--- TASK DESCRIPTION ---
Put the records into a JSON list of strings, one string per line, leaving out blank lines. Start with the line that contains "Find white jersey" and go on through the line that contains "Find player's knee.", including both of those lines.

_ _ _ _ _ _ _

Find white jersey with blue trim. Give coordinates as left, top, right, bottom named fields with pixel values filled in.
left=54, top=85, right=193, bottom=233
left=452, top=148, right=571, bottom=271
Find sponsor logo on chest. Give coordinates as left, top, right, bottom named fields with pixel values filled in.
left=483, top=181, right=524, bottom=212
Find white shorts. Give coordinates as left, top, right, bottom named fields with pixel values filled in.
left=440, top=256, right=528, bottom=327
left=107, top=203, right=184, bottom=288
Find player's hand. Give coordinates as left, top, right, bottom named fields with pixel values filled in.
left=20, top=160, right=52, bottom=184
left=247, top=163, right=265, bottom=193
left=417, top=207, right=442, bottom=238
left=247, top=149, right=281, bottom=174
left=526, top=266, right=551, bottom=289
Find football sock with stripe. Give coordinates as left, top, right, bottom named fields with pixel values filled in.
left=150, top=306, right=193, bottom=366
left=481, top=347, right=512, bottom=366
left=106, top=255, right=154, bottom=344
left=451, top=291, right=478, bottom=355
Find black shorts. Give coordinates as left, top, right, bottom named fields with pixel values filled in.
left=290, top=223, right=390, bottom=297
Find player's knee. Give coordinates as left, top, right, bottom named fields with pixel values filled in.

_ _ _ _ _ _ _

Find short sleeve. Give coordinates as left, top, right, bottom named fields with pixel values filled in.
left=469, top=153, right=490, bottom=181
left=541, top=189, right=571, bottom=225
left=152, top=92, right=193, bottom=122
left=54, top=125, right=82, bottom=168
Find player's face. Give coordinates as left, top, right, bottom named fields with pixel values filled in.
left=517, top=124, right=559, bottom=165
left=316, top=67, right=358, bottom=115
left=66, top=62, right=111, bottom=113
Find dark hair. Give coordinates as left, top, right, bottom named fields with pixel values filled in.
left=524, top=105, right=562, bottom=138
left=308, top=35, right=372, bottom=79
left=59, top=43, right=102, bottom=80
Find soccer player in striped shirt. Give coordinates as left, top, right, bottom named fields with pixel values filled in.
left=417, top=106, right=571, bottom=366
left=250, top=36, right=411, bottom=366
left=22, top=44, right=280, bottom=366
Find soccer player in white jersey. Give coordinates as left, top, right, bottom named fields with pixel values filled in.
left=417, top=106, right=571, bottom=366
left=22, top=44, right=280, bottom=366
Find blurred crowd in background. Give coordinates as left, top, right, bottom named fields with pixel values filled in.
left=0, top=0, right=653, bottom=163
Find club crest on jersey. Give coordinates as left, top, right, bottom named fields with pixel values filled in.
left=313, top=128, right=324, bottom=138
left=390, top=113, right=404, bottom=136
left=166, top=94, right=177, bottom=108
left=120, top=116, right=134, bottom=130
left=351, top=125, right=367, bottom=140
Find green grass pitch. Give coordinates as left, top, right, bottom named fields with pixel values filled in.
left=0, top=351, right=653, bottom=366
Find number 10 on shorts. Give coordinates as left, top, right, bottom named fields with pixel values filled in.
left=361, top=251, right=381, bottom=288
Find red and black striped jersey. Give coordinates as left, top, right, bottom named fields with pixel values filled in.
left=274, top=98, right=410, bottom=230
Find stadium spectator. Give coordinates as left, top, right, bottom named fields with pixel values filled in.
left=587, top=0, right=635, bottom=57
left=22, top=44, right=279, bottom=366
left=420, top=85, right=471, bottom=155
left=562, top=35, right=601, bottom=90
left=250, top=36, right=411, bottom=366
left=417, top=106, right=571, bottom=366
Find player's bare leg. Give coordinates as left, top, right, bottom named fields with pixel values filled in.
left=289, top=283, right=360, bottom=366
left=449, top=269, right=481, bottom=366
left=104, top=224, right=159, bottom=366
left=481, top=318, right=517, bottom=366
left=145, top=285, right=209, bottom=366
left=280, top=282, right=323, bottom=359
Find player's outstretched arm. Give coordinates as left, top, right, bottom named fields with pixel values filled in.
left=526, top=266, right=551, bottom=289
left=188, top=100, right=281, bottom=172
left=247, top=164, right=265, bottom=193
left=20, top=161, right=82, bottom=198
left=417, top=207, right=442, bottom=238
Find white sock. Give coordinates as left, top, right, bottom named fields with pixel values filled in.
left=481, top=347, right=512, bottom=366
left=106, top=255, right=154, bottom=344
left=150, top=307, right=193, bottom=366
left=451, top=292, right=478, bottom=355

_ _ _ _ _ _ _

--- RESULT ---
[
  "Find white jersey with blue trim. Give coordinates as left, top, right, bottom named fields with pixel values filled in.",
  "left=54, top=85, right=193, bottom=233",
  "left=452, top=148, right=571, bottom=271",
  "Find sponsor logo on chest. Give coordinates as left, top, right, bottom named fields with pixel values filled in.",
  "left=483, top=181, right=524, bottom=212",
  "Find white shorts. Give coordinates as left, top, right, bottom named fields with pixel values filled in.",
  "left=440, top=256, right=528, bottom=327",
  "left=107, top=203, right=184, bottom=288",
  "Find player's hand. Give coordinates as left, top, right, bottom named fields with pixel values filled in.",
  "left=20, top=160, right=52, bottom=184",
  "left=247, top=163, right=265, bottom=193",
  "left=417, top=207, right=442, bottom=238",
  "left=247, top=149, right=281, bottom=174",
  "left=526, top=266, right=551, bottom=289",
  "Find football sock with stripe. Give coordinates as left, top, right, bottom named fields with pixel values filled in.",
  "left=150, top=306, right=193, bottom=366",
  "left=481, top=347, right=512, bottom=366",
  "left=106, top=255, right=154, bottom=344",
  "left=451, top=291, right=478, bottom=355",
  "Find black shorts. Give coordinates as left, top, right, bottom named fields with pixel values filled in.",
  "left=290, top=223, right=390, bottom=297",
  "Find player's knee. Give coordinates as left, top, right, bottom named fields with pixel values filled in."
]